===== Provided information

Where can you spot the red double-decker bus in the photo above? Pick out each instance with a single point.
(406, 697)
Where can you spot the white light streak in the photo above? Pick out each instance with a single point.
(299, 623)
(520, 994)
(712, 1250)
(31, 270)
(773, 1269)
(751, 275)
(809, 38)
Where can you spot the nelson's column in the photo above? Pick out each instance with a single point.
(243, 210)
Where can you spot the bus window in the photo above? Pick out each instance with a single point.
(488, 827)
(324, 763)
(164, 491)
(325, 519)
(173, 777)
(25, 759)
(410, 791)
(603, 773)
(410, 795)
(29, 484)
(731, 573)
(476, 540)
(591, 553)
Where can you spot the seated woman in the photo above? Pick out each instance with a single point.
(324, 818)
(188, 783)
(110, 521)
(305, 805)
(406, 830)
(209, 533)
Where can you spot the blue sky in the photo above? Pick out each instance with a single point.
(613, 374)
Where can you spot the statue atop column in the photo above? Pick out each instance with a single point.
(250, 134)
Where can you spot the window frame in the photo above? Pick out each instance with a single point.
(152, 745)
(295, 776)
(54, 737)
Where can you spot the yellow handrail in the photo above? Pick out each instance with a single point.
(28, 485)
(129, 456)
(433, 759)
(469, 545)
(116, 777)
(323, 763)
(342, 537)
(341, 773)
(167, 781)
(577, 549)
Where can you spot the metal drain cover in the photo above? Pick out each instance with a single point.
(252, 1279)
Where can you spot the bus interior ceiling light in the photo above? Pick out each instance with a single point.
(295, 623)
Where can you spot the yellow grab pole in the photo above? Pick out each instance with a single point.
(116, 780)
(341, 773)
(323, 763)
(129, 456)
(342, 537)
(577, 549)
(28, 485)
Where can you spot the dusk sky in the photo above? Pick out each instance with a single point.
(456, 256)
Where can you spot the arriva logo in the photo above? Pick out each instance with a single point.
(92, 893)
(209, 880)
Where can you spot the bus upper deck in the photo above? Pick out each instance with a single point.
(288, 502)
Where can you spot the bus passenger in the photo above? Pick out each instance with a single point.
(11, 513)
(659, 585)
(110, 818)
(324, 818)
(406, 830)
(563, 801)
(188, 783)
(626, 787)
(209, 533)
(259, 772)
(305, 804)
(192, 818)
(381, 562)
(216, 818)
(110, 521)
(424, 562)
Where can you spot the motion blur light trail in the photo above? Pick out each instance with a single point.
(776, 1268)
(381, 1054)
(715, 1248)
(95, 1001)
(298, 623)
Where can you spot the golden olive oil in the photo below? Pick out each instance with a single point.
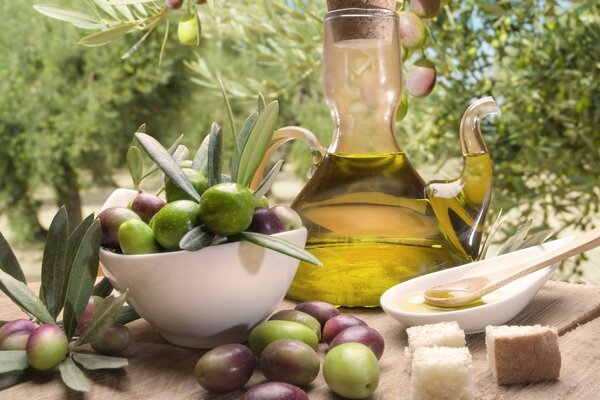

==========

- _Exercise_
Reproduce every record verbatim, please. Omit the images.

- _Output for this exercise_
Where can you spot the red double-decker bus in the photo above? Pick out each instance with a single point.
(406, 697)
Where can you spot the white light streak in the photo above? Pick out each instance with a single point.
(299, 623)
(520, 994)
(712, 1250)
(31, 270)
(773, 1269)
(751, 275)
(809, 38)
Where can you spot the nelson's column in the photo above? Pick out each instance with a single point.
(243, 210)
Where can you spot the bus window in the photo above? Pick out each instance with a single point.
(488, 827)
(324, 763)
(164, 491)
(325, 519)
(173, 777)
(25, 759)
(410, 791)
(603, 773)
(410, 795)
(29, 484)
(731, 573)
(476, 540)
(591, 553)
Where can you spot the seated woman in the photo above? Pick out each instance with a single point.
(324, 818)
(188, 783)
(110, 521)
(305, 805)
(406, 830)
(209, 533)
Where can you spot the blue sky in the photo above? Pick out each instance with a single point.
(613, 374)
Where can you spot the statue atop column in the photo above? Pick out each instance with a single point.
(250, 134)
Where can you spot the window frame in the photo above? Pick out each instance with a single point.
(152, 745)
(295, 776)
(54, 737)
Where can you spot the yellow handrail in the photo above? Pick out each instance with a single point.
(28, 485)
(129, 456)
(433, 759)
(469, 545)
(116, 777)
(323, 763)
(342, 537)
(341, 773)
(167, 781)
(577, 549)
Where can you spot the metal drain cover in the photo above? Pick out each instance with a single point.
(252, 1279)
Where can you spot the bus interior ceiling light in the photo above? Pick out each instance with a single point.
(295, 623)
Where can you spot the yellow grab pole in the photo above? Pick out each instance with a single point.
(116, 780)
(341, 773)
(323, 763)
(129, 456)
(342, 537)
(577, 549)
(28, 485)
Where can you spot the dusk sky in the photo above? Pick out each instance with a single point.
(456, 256)
Where can you spot the arriva logo in the photo above? Pick out each instance with a single point.
(92, 893)
(209, 880)
Where can you spot the bus upper deck in the photo above? Pick out each instance with a single point.
(288, 502)
Where can you spot the bus passenger in the photo above? Pick out each instance with a single point.
(11, 513)
(659, 585)
(110, 818)
(324, 818)
(406, 830)
(563, 801)
(188, 783)
(626, 787)
(209, 533)
(259, 772)
(305, 804)
(192, 818)
(381, 562)
(216, 818)
(110, 521)
(424, 562)
Where can you spot the motion blur light trail in the photo above? Pick out each instance with a single point.
(776, 1268)
(381, 1054)
(715, 1248)
(95, 1001)
(298, 623)
Where can you spot the golden olive oil in the photo below? Pick out each instance with a single point.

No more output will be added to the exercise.